**Problem set:**
- 1) Return the section of the article on Verizon's cloud service with Microsoft from "The bundled UC&C" to "difference between services.", word for word.
- 2) Write the next part of the article on Verizon's bundled cloud offering with Microsoft, picking up after its final sentence.

**Quoted text:**
Verizon UC&C with Microsoft Online Services for SMB will wrap Verizon's voice, Internet and other capabilities together with Microsoft's Business Productivity Online Standard (BPOS) suite in a single cloud-based service offered on a pay-as-you-go, per-seat subscription model. Verizon will be the front-end vendor and own the customer relationship.

"It comes together in a neat package that allows our customers to focus on their business," said Patrick Sullivan, director of medium business marketing at Verizon. "It will allow us to really meet the needs of the [SMB] segment."

"Microsoft Online Services delivers the most popular productivity applications in the cloud and offers the same world-class services to small and medium businesses that are available to larger businesses today," said David Scult, general manager of online services, Microsoft Corp. "Verizon is a key partner for us to bring these capabilities to small- and midsize businesses in the United States today and a key launch partner for Office 365."

Office 365, a cloud-based subscription service that includes Microsoft's ubiquitous Office applications alongside BPOS, is currently in beta. Verizon plans to support Office 365 when it becomes available.

The midsize segment -- defined by Verizon as firms with 20 to 1,000 workers represents a key piece of the company's cloud strategy going forward. "The medium business segment is critical to Verizon's success," said Sullivan, adding that Verizon's CFO, Francis Shammo, "has indicated that it's a business imperative to grow this market."

The bundled UC&C offering is priced at $10 per seat, per month -- the same as Microsoft's current price tag on BPOS -- and customers can add or remove users as needed. It rolls up voice, Internet, security, mobility and backup from Verizon, with Office Communications Online, Office Live Meeting, Exchange Online and SharePoint Online from Microsoft -- though the end user will not necessarily be aware of the difference between services.

Nor will they need to be in the office to use them. Verizon stresses the virtual anywhere, anytime access as a crucial feature for productivity.

"That's becoming table stakes in the industry as far as communications," said Sullivan.

(Region outline records)
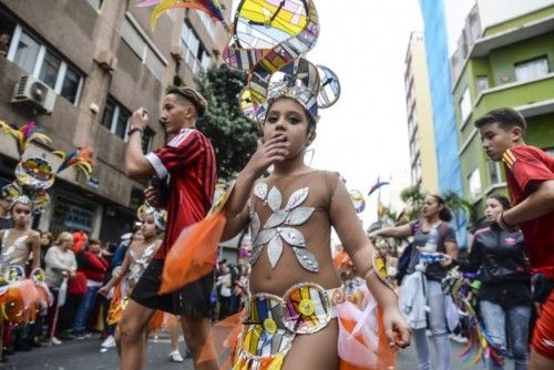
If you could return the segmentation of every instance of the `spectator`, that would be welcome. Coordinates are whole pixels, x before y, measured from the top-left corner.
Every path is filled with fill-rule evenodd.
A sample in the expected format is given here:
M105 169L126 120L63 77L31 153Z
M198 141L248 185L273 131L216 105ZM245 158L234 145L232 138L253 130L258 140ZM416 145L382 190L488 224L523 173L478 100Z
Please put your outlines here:
M8 50L10 49L10 34L8 32L0 33L0 56L8 56Z
M59 311L60 287L64 278L75 276L76 260L71 246L73 245L73 235L64 232L58 236L57 245L50 247L44 257L47 264L47 285L54 296L53 304L48 309L47 323L48 336L52 345L61 345L58 339L57 316ZM63 305L61 305L63 306ZM57 312L58 311L58 312ZM63 312L63 310L61 311Z
M220 275L217 277L216 286L219 292L219 320L223 320L229 315L230 309L230 294L232 294L232 275L229 265L223 264L220 266Z
M96 291L104 281L109 263L102 257L102 244L100 240L90 239L88 246L76 256L79 270L86 276L88 291L81 297L73 322L73 335L75 339L86 338L85 328L89 314L94 304Z

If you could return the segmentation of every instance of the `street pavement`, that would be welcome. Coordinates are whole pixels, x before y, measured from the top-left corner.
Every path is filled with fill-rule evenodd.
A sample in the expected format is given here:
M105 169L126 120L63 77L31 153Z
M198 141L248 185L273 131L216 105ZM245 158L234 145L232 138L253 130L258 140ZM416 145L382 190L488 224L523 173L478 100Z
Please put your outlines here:
M464 366L461 363L458 354L461 352L463 345L452 342L452 370L462 369L479 369L484 367ZM117 354L114 349L101 353L101 340L98 337L92 337L86 340L65 341L61 346L48 346L34 349L30 352L17 352L9 357L9 361L0 364L0 369L18 369L18 370L104 370L117 369ZM431 346L432 348L432 346ZM184 354L185 346L181 343L181 352ZM185 359L184 363L170 362L170 342L166 338L151 339L148 343L148 354L146 359L145 370L154 369L193 369L191 359ZM433 353L434 359L434 353ZM512 369L513 362L507 361L506 369ZM413 346L404 349L398 356L398 370L416 370L417 356ZM304 370L304 369L301 369Z

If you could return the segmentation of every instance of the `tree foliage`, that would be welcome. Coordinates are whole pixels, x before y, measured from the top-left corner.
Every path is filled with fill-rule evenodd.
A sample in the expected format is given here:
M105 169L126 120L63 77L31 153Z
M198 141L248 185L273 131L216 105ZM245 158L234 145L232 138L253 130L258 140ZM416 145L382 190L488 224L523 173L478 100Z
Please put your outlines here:
M255 152L258 137L256 126L238 107L238 93L246 85L246 74L226 65L212 68L201 75L197 85L208 110L196 126L214 145L218 177L230 181Z

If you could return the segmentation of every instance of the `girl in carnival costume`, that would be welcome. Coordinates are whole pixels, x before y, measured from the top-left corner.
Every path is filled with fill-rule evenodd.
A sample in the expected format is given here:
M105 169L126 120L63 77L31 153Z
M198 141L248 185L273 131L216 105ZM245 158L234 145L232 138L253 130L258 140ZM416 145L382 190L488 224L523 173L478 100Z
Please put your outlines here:
M106 296L115 287L107 318L110 325L121 320L131 291L162 245L160 236L165 230L165 212L145 204L138 208L137 216L141 222L142 238L133 239L121 267L115 268L112 279L99 289L100 295ZM150 329L160 327L160 316L161 312L151 319ZM117 349L120 348L120 331L116 329ZM145 339L147 339L147 335Z
M315 70L306 63L300 61ZM345 298L329 248L331 226L383 309L389 343L403 347L409 340L397 297L372 264L375 250L340 176L304 163L306 148L316 137L317 115L302 96L314 95L297 84L294 74L288 79L285 86L270 90L267 113L260 120L263 142L223 208L227 216L223 239L249 222L255 240L236 369L339 368L339 323L334 318ZM259 179L270 165L273 173ZM377 347L371 348L377 351Z
M162 245L161 234L165 230L166 225L165 210L143 205L138 208L137 216L141 220L142 238L133 238L121 267L114 269L112 279L99 289L100 295L106 296L114 288L107 317L110 325L116 325L121 320L131 291ZM165 316L157 311L150 321L148 332L160 329L163 323L167 326L172 332L170 359L174 362L183 362L184 359L178 351L178 333L174 335L174 332L178 332L179 327L178 322L174 322L175 320L174 316ZM148 332L144 336L145 340L148 338ZM121 333L116 329L117 350L120 350L120 337Z
M232 44L223 58L232 68L249 72L239 104L245 116L258 125L263 138L234 186L217 202L214 217L182 233L164 266L162 290L171 291L213 268L212 249L199 236L217 241L222 227L225 240L250 225L252 274L246 314L232 358L234 369L341 366L340 322L336 318L346 299L334 268L331 226L380 306L380 310L370 306L363 317L349 320L381 329L381 336L360 328L342 336L346 340L356 337L366 349L342 353L342 359L348 358L345 368L387 369L392 364L389 347L409 342L397 297L382 274L382 260L361 228L340 176L304 162L316 137L318 107L332 105L339 96L332 71L300 58L318 35L311 0L240 2ZM260 178L270 166L270 175ZM382 314L382 321L377 312Z
M480 271L479 311L486 341L475 343L478 353L490 353L485 356L489 357L490 369L504 369L503 356L510 343L514 369L520 370L526 369L529 362L531 267L522 232L505 232L495 223L500 213L507 209L510 201L506 197L490 196L485 202L489 225L475 232L468 260L455 260L444 255L441 265L455 265L464 273ZM474 357L475 360L479 358Z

**Responses:**
- 1)
The bundled UC&C offering is priced at $10 per seat, per month -- the same as Microsoft's current price tag on BPOS -- and customers can add or remove users as needed. It rolls up voice, Internet, security, mobility and backup from Verizon, with Office Communications Online, Office Live Meeting, Exchange Online and SharePoint Online from Microsoft -- though the end user will not necessarily be aware of the difference between services.

- 2)
E. Brent Kelly, senior analyst and partner at Wainhouse Research, said the primary benefit to SMB customers is expanded UC&C services offered through a single provider: "One vendor, one bill."

Kelly noted that Verizon's voice and Microsoft's instant messaging functions won't be fully integrated at launch. "I speculate that ultimately will be added, because that's where the market will be going," he said.

The two companies, extending an existing partnership, also announced Verizon Professional Services for Microsoft Lync, coinciding with Wednesday's launch of Microsoft's replacement for Office Communications Server (OCS) 2007 R2. Verizon will sell premises-based consulting for the design, deployment and integration of Microsoft's latest iteration of its UC&C product suite. The company said it believes it's the first provider to announce professional services specifically designed for Lync, and that it's addressing what it sees as pent-up demand for the new platform.

"We're gearing up our services to support that evolution," said Mike Holtgrefe, senior consultant, Verizon Professional Services.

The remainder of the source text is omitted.